WHAT TO DO: The records follow. Filter them to the lines that hold "response".

(Dataset items)
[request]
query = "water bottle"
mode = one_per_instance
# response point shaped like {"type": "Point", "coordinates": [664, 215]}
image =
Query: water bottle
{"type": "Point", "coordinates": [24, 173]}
* * *
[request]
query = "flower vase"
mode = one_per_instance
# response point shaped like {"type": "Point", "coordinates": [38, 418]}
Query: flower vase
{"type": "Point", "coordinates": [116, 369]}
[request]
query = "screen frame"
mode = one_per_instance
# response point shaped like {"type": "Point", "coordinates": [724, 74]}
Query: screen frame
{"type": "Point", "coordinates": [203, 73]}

YOUR SOLUTION:
# response point shaped like {"type": "Point", "coordinates": [664, 215]}
# response point shaped like {"type": "Point", "coordinates": [38, 418]}
# response point shaped like {"type": "Point", "coordinates": [724, 74]}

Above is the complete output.